What to work on >> Copy every one of the following rows word for word, changing nothing.

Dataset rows
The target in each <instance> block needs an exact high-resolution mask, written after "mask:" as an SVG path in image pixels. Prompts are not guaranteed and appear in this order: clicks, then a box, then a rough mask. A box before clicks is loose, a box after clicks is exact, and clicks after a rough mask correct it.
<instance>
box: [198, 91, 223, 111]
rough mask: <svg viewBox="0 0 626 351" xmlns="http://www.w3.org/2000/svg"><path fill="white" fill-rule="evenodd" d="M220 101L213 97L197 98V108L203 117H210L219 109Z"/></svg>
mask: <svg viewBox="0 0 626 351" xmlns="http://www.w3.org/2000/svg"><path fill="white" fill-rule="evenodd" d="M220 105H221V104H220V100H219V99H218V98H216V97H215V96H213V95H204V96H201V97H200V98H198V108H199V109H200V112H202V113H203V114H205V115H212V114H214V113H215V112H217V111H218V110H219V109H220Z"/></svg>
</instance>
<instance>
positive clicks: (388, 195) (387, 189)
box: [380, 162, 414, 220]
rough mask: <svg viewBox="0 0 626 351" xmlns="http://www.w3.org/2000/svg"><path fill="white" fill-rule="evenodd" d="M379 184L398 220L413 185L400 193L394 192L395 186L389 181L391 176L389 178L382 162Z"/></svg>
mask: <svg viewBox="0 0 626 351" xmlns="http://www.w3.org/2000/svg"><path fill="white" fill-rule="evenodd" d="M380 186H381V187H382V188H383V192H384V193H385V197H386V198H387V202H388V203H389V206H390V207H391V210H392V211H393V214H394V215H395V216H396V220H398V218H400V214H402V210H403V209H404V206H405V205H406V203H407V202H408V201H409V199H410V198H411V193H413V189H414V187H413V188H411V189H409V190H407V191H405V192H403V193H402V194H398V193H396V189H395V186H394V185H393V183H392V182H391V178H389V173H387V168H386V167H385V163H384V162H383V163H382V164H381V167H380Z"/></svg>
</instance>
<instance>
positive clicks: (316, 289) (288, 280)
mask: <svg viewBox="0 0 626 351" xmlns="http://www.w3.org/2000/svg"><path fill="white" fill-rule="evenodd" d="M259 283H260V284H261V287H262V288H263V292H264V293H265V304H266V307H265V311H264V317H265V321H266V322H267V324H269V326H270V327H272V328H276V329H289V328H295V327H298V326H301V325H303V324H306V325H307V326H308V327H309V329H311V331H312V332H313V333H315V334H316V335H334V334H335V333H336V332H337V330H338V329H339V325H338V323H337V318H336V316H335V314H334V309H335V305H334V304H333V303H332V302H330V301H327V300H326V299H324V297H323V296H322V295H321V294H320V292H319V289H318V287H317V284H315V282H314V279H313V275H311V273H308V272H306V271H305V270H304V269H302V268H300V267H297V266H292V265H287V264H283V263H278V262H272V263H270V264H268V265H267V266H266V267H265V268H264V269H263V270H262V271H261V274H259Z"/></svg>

Solution below >>
The target in each <instance> block needs an exact high-resolution mask, written after "mask:" as an SVG path in image pixels. Prompts are not guaranteed and appear in this order: clicks, then a box, then a rough mask. A box before clicks is loose, a box after clicks is exact, and clicks after a rough mask correct it.
<instance>
box: [198, 91, 223, 111]
rough mask: <svg viewBox="0 0 626 351" xmlns="http://www.w3.org/2000/svg"><path fill="white" fill-rule="evenodd" d="M220 101L213 97L197 98V108L203 117H210L219 109Z"/></svg>
mask: <svg viewBox="0 0 626 351" xmlns="http://www.w3.org/2000/svg"><path fill="white" fill-rule="evenodd" d="M220 105H221V104H220V100H219V99H218V98H216V97H215V96H213V95H204V96H201V97H200V98H198V108H199V109H200V112H202V113H203V114H205V115H212V114H214V113H215V112H217V111H218V110H219V109H220Z"/></svg>
</instance>
<instance>
positive clicks: (388, 195) (387, 189)
box: [380, 162, 414, 220]
rough mask: <svg viewBox="0 0 626 351" xmlns="http://www.w3.org/2000/svg"><path fill="white" fill-rule="evenodd" d="M379 184L398 220L413 185L400 193L394 192L395 186L389 181L391 176L389 178L382 162Z"/></svg>
mask: <svg viewBox="0 0 626 351" xmlns="http://www.w3.org/2000/svg"><path fill="white" fill-rule="evenodd" d="M380 186H381V187H382V188H383V192H384V193H385V197H386V198H387V202H388V203H389V206H390V207H391V210H392V211H393V214H394V215H395V216H396V220H398V218H400V214H402V210H403V209H404V206H405V205H406V203H407V202H408V201H409V199H410V198H411V193H413V189H414V187H413V188H411V189H409V190H407V191H405V192H403V193H402V194H398V193H396V189H395V186H394V185H393V183H392V182H391V178H389V173H387V168H386V167H385V163H384V162H383V163H382V164H381V167H380Z"/></svg>
</instance>
<instance>
positive clicks: (316, 289) (288, 280)
mask: <svg viewBox="0 0 626 351" xmlns="http://www.w3.org/2000/svg"><path fill="white" fill-rule="evenodd" d="M259 283H260V284H261V287H262V288H263V292H264V293H265V304H266V307H265V311H264V317H265V321H266V322H267V324H269V326H270V327H272V328H276V329H289V328H295V327H298V326H301V325H303V324H306V325H307V326H308V327H309V329H311V331H312V332H313V333H315V334H316V335H334V334H335V333H336V332H337V330H338V329H339V325H338V323H337V318H336V316H335V314H334V309H335V305H334V304H333V303H332V302H330V301H327V300H326V299H324V297H323V296H322V295H321V294H320V292H319V289H318V287H317V284H315V282H314V279H313V275H311V273H308V272H306V271H305V270H304V269H302V268H300V267H297V266H292V265H287V264H283V263H278V262H272V263H270V264H268V265H267V266H266V267H265V268H264V269H263V270H262V271H261V274H259Z"/></svg>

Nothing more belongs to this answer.